• **LATIHAN 1**
Menurut teks tentang haji, surah dan ayat apa yang memuat ketetapan Allah bahwa Nabi Ibrahim AS adalah imam bagi sekalian manusia?
• **LATIHAN 2**
Kembalikan dengan tepat bagian teks tentang haji yang dibuka dengan kata-kata yang memuat "Nabi Ibrahim harus" dan ditutup dengan "keadilan serta kebijaksanaannya.".
• **LATIHAN 3**
Lanjutkan teks tentang haji dan Nabi Ibrahim AS, mulai setelah kalimat terakhirnya.

• **TEKS**
REPUBLIKA.CO.ID, Oleh: Didik Dahlan Lukman
Haji adalah salah satu fondasi keislaman. Rukun kelima dari rukun Islam. Haji adalah puncak ketaatan. Haji itu memang istimewa, ritualnya pasti dan tertentu, tapi hampir-hampir dalam manasiknya tak ada aktivitas yang menuntut kekhusyukan. Haji itu adalah ibadah multidimensi; ibadah fisik, ibadah maaliyah (pengorbanan harta), ibadah doa, bahkan ibadah sejarah. Sebagai ibadah yang berdimensi sejarah, tanpa bermaksud mengenyampingkan peran dan keunggulan para nabi yang lain, haji adalah napak tilas perjuangan para nabi, terutama Nabi Ibrahim AS.
Di area tawaf, jamaah memiliki kedekatan, baik fisik maupun emosional dengan Hijr Ismail dan Maqam Ibrahim. Dari namanya saja, kedua tempat ini sangat melekat dengan keluarga Abul anbiya (Ibrahim AS). Safa - Marwah adalah bukti fisik perjuangan ibunda Hajar, istri nabi Ibrahim AS. Demikian juga, dengan melontar jumrah, menyembelih hadyu dan manasik lainnya, hampir semuanya bermuara kepada sosok Nabi Ibrahim AS.
Dalam surah al-Baqarah 124, Allah menetapkan Nabi Ibrahim AS sebagai imam bagi sekalian manusia. Ketetapan ini tentu bukan tanpa alasan. Masih menurut keterangan ayat ini, Ibrahim AS dianggap mampu menyelesaikan secara sempurna berbagai ujian (fa atammahunna), sekalipun ujian itu di luar kemampuan manusia pada umumnya.
Nabi Ibrahim harus berhadapan dengan penguasa, bahkan dengan sosok ayah yang membesarkannya, dibakar jilatan api membara, menempatkan istri dan anaknya di tempat tak berkehidupan, sampai mendapat perintah menyembelih anaknya sendiri. Ibrahim AS adalah imam.
Kata imam, satu akar kata dengan ummi yang berarti ibu, orang yang selalu dijadikan tempat berlabuh kala susah ataupun senang, dijadikan panutan dan teladan keseharian anak-anaknya. Demikian juga dengan imam, adalah orang yang selalu ditempatkan di depan, dinanti, dan diikuti keadilan serta kebijaksanaannya.

(Cuplikan dataset anotasi lokasi)
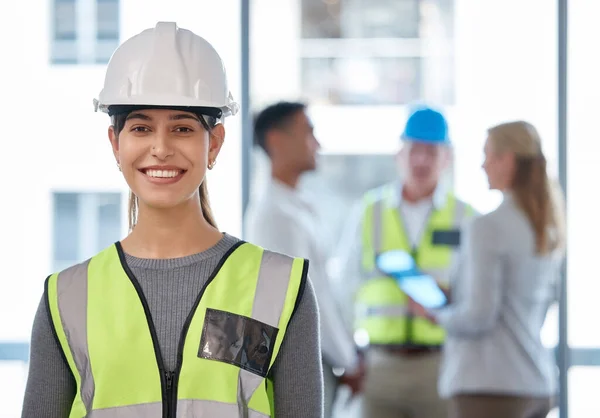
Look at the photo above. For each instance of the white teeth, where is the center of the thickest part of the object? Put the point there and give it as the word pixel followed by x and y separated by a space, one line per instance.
pixel 163 173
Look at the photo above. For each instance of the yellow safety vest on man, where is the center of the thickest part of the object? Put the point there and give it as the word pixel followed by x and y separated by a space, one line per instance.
pixel 229 342
pixel 381 306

• **KELUARAN YANG DIHARAPKAN 1**
Surah al-Baqarah ayat 124.

• **KELUARAN YANG DIHARAPKAN 2**
Nabi Ibrahim harus berhadapan dengan penguasa, bahkan dengan sosok ayah yang membesarkannya, dibakar jilatan api membara, menempatkan istri dan anaknya di tempat tak berkehidupan, sampai mendapat perintah menyembelih anaknya sendiri. Ibrahim AS adalah imam.
Kata imam, satu akar kata dengan ummi yang berarti ibu, orang yang selalu dijadikan tempat berlabuh kala susah ataupun senang, dijadikan panutan dan teladan keseharian anak-anaknya. Demikian juga dengan imam, adalah orang yang selalu ditempatkan di depan, dinanti, dan diikuti keadilan serta kebijaksanaannya.

• **KELUARAN YANG DIHARAPKAN 3**
Setidaknya Nabi Ibrahim AS harus dijadikan imam, panutan, dan teladan oleh seluruh manusia, terutama dalam mengelola ujian. Susah dan senang, selalu disikapi Ibrahim AS dengan ketaatan kepada Allah, sekalipun mungkin secara kasat mata merugikan, menganiaya, bahkan menzalimi diri dan keluarga sendiri.
Kata ibtala yang dipergunakan di awal ayat 124 surah al-Baqarah itu bermakna ujian, yaitu ujian baik dan ujian buruk. Imtihan dan mahnah, demikian keterangan Raghib al Isfahani. Ujian adalah proses meniti karier ke posisi atau peringkat selanjutnya atau bahkan untuk menjadi sesuatu (QS Muhammad, 47: 31).
Kebanyakan, orang itu mampu bersabar ketika diberi ujian berupa tekanan, derita, dan nestapa, tetapi manakala ujian itu berupa kelebihan dan kebahagiaan, tidak mampu mensyukurinya, demikian kira-kira pernyataan Umar bin Khattab. Ibadah haji adalah puncak ketaatan seseorang kepada Allah.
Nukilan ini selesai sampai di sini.